━━ RECORD EXCERPTS ━━

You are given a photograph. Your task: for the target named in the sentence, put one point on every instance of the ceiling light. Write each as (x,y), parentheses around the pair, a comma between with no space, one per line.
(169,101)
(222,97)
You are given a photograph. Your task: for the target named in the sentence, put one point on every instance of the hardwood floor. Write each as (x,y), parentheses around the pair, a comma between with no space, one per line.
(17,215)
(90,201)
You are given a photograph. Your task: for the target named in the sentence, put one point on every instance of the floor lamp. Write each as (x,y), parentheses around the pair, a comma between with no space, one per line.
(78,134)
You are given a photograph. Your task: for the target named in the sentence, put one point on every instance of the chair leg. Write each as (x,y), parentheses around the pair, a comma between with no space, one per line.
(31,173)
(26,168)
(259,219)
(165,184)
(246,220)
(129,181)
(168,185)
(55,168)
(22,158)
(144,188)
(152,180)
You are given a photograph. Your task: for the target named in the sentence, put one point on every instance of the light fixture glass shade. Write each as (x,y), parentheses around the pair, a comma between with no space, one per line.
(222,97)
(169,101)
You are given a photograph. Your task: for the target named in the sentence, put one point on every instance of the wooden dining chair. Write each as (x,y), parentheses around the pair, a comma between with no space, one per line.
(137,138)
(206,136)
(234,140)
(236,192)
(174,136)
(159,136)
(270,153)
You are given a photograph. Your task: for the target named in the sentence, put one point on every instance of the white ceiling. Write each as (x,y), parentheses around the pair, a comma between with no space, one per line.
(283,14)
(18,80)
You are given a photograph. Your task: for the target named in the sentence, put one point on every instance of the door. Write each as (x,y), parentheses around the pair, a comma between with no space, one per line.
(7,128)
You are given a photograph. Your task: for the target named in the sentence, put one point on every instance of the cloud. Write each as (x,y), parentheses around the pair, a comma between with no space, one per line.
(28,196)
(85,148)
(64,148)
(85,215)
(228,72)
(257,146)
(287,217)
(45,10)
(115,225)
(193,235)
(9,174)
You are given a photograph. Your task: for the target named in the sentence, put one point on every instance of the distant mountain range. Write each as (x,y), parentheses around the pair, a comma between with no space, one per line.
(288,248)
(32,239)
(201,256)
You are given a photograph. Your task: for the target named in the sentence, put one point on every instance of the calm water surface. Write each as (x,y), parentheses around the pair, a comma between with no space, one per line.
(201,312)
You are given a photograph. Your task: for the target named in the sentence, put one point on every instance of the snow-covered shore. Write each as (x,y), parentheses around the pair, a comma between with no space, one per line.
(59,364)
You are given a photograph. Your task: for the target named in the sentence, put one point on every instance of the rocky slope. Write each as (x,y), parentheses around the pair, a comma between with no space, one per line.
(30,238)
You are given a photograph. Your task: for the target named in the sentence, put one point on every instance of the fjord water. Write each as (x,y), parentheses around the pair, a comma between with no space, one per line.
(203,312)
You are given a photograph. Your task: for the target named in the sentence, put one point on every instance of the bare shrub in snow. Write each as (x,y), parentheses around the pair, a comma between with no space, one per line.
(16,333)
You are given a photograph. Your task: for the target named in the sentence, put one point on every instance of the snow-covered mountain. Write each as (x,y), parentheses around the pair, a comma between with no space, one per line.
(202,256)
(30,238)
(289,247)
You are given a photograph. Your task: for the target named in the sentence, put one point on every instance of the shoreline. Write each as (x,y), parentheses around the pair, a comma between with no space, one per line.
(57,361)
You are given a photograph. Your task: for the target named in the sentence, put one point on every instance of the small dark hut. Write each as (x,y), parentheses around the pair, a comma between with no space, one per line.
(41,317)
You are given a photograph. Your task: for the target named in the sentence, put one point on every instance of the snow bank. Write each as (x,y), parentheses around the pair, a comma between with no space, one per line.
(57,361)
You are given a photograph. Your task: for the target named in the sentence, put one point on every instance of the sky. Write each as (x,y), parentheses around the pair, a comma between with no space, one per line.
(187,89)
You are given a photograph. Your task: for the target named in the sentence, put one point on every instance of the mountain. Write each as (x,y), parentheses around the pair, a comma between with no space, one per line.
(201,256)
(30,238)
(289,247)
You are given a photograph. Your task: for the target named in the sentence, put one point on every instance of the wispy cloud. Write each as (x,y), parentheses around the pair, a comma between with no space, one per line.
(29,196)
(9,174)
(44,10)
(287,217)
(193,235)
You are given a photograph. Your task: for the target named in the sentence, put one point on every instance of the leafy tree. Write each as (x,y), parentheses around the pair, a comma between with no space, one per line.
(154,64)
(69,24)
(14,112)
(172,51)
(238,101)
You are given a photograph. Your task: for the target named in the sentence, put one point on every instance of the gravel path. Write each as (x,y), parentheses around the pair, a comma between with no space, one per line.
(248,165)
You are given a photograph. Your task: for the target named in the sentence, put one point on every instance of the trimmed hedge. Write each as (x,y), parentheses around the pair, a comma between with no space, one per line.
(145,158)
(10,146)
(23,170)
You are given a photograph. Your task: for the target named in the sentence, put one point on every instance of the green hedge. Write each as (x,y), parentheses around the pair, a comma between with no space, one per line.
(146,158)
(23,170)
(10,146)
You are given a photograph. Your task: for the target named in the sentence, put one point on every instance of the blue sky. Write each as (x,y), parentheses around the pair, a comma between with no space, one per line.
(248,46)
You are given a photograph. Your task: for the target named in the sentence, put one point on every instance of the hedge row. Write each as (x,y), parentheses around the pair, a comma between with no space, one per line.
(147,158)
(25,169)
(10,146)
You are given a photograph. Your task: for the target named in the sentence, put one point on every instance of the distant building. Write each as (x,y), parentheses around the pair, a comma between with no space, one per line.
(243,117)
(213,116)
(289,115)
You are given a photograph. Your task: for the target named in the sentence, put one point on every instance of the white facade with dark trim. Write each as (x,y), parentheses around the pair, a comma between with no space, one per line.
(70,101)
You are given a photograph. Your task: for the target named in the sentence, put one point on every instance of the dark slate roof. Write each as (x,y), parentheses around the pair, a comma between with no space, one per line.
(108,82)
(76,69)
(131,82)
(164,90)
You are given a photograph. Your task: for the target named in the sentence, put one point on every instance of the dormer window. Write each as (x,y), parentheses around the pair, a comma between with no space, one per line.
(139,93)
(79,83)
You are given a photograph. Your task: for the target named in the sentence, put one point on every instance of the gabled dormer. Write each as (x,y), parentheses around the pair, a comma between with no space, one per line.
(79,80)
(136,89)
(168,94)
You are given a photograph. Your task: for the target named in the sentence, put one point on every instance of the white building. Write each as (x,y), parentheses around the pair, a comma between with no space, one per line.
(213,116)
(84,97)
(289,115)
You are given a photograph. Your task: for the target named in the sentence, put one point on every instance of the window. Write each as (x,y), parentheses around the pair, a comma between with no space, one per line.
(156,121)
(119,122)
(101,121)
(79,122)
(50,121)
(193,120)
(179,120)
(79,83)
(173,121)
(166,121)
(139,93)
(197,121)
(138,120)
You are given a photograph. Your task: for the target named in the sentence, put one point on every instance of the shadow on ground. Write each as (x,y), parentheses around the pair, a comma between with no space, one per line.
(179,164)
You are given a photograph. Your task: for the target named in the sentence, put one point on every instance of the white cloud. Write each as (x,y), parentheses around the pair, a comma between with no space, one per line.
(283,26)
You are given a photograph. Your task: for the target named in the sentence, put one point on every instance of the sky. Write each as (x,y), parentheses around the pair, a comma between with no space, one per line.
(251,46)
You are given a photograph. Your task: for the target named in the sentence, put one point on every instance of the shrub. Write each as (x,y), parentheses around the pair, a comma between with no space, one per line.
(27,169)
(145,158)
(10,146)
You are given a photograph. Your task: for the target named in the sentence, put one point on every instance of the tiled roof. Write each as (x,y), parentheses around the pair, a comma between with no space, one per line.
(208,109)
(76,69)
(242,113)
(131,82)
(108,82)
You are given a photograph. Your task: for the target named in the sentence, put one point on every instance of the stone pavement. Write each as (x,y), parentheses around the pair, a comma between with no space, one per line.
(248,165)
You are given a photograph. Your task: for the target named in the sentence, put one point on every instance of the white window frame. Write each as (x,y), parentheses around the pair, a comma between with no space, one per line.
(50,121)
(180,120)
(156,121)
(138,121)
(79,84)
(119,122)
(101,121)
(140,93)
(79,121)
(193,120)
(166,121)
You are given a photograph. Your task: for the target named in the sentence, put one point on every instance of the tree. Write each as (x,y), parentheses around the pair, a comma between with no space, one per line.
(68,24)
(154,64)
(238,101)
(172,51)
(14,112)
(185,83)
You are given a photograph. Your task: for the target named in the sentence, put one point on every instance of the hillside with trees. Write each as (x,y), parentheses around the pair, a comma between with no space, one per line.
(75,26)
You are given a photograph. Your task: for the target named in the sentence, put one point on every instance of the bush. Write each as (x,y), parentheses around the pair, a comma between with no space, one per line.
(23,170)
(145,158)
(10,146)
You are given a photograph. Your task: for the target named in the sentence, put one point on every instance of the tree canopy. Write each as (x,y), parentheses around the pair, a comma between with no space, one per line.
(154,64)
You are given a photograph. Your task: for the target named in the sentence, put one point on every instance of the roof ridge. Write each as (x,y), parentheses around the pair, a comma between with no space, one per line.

━━━

WORK TO BE COMPLETED ::
Extract every line from the one with "of the bush." down to the final line above, both included, exactly as written.

ANSWER TO THIS EXERCISE ::
You are given a photograph. Your task: for the target named in the sentence, put one point on every instance of the bush. Write each as (x,y), parentheses around the pair, a comma between with no space, one per line.
(23,170)
(145,158)
(10,146)
You are given a photograph. Your task: for the target named in the sentence, put one point on every instance of the tree canopy. Write each as (x,y), parentheses around the pair, a comma between with no space, one per line.
(154,64)
You are given a photograph. Your task: for the target named in the sentence, put one point on every instance of the roof ridge. Write each as (x,y), parentheses around the pair, a comma between with no space, one per line.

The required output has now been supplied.